◆ **Exercise task 1**
In the article on social media and quant models, what position does Rich Brown hold at Thomson Reuters?

05:10 PM
Can Social Media Sharpen Quant Models?
'The Sum of All Tweets'
But the notion of traders using sentiment analysis to weed out trading opportunities is a concept that's undoubtedly gaining momentum. And social media sources are a component of that, though probably not the basis for an entire trading strategy.
Rich Brown, the head of Elektron Analytics at Thomson Reuters, says his firm, and companies such as Deutsche Bank and JPMorgan, are exploring the use of unstructured data from sources including Twitter, the news and blogs as a slice of an overall quant model.
"It means that it's one piece of the recipe, and in that case it's much more about the interaction of this signal with the signals that everybody else has in their quant models," Brown says. "Is the run-up in pricing the result of a bunch of news coverage or social media coverage, and where do you see that information flow going over time? These are all much more powerful ways of exploiting that kind of context and commentary than a simple macro that's just judging the sum of all tweets."
But in order to effectively deploy social media in the way that Brown suggests, sentiment needs to be measured on a massive scale, even globally, Progress Software's Bates notes. Since a few individuals could spout bogus ideas and facts, firms might need to measure what a million people might be saying in order to obtain an accurate picture, he explains.

◆ **Exercise task 2**
Tally the lines of the records below that contain the string "sofa", and give only the number.

◆ **Rows**
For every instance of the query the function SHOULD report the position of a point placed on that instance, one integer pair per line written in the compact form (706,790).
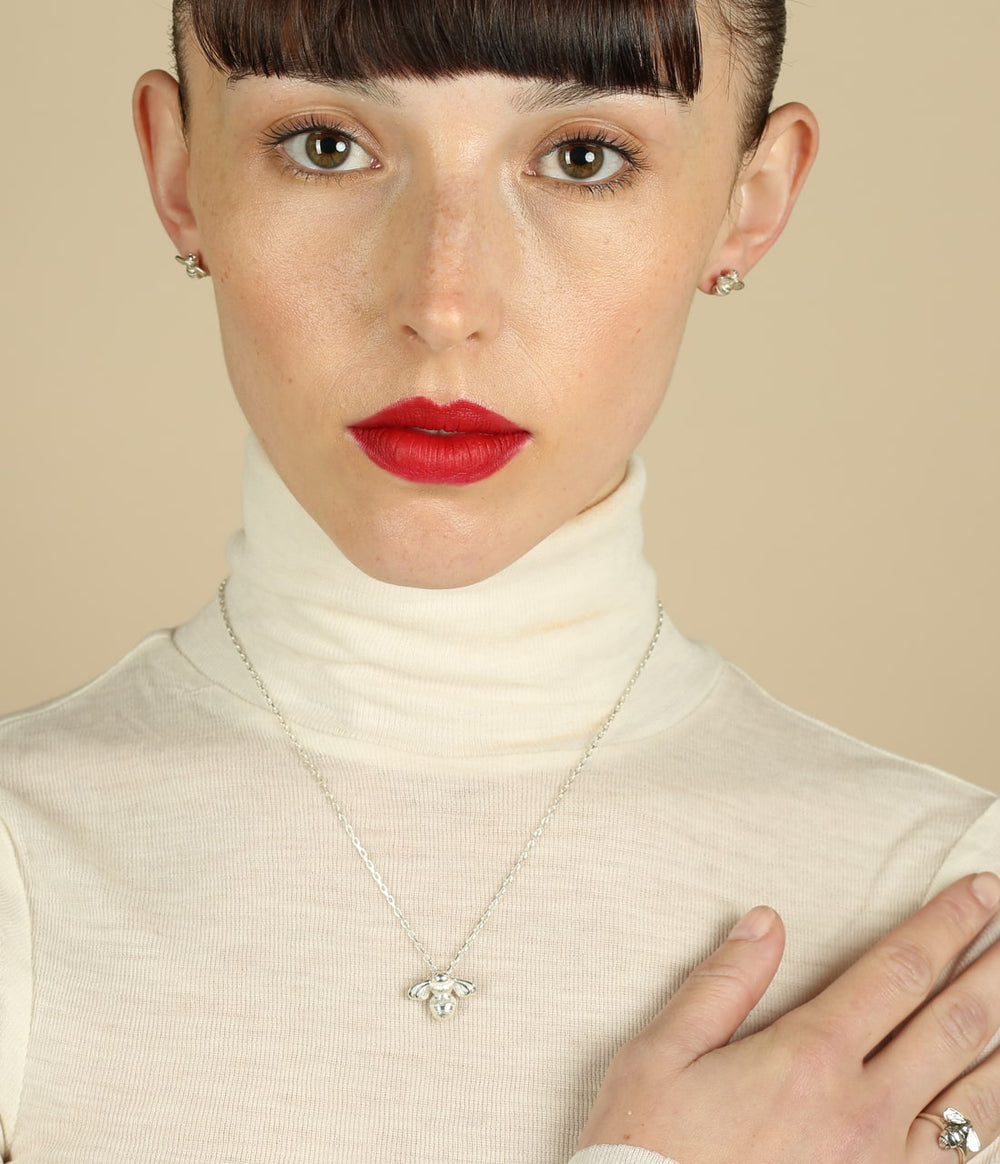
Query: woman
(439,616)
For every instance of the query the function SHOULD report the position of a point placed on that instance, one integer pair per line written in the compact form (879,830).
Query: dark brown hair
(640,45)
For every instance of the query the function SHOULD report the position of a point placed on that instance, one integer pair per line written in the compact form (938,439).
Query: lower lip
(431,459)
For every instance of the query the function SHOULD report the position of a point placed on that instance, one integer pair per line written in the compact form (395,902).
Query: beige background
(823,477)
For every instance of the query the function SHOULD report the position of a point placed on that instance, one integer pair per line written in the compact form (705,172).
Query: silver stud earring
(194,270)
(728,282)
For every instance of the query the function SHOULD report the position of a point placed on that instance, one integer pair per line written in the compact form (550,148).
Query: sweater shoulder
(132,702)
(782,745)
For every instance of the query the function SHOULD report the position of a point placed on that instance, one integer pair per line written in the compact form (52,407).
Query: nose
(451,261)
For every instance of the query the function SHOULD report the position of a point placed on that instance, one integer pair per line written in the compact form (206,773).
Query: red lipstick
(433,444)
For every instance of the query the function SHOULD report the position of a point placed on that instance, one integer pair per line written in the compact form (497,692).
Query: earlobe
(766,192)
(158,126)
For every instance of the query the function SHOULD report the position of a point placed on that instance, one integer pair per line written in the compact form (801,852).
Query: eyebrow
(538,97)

...

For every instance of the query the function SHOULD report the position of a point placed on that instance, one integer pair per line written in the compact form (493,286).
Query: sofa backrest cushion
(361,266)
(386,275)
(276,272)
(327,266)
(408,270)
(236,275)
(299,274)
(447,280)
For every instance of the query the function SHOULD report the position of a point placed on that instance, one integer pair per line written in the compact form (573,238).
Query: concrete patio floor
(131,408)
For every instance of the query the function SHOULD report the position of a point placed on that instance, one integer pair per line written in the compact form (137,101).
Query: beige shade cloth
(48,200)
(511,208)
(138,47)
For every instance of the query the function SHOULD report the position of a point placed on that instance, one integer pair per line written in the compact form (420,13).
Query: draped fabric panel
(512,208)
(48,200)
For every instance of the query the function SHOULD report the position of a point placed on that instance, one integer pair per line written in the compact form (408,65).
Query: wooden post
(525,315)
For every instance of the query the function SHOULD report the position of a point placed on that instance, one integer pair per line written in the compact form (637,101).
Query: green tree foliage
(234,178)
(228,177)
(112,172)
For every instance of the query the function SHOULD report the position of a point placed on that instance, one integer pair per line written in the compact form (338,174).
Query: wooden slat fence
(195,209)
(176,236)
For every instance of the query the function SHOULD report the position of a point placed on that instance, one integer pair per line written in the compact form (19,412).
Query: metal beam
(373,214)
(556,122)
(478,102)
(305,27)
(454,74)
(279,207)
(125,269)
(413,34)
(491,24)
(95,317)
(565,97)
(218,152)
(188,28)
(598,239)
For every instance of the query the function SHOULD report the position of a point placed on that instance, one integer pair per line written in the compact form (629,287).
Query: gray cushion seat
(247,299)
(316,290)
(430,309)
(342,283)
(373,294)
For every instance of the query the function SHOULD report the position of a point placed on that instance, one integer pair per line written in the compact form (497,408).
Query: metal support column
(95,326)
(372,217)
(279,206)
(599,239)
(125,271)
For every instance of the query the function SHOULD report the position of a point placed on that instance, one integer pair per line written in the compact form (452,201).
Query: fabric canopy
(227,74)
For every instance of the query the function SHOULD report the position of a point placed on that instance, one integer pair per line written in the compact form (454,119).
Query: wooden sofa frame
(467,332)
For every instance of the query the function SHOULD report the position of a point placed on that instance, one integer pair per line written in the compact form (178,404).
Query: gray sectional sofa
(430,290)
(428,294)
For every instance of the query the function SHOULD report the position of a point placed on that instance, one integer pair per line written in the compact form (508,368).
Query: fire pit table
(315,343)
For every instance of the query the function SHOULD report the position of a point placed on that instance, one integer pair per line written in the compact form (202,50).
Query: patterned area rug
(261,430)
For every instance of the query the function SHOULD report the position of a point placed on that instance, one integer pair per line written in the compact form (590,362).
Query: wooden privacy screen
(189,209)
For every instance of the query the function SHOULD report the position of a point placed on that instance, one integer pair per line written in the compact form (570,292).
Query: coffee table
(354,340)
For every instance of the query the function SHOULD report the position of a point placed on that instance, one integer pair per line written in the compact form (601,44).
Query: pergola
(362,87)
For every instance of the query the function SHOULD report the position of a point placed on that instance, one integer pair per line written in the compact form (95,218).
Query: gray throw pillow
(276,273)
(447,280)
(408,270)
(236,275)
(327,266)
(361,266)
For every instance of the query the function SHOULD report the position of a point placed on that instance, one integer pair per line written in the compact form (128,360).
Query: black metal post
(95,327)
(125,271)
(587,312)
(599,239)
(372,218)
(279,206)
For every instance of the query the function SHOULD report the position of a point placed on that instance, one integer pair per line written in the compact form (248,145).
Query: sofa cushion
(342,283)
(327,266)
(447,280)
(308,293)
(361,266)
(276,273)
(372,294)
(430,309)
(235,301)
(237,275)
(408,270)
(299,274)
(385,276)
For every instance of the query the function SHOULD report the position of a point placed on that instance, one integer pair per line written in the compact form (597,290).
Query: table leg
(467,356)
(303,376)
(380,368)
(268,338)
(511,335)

◆ **Exercise result 1**
He is the head of Elektron Analytics.

◆ **Exercise result 2**
4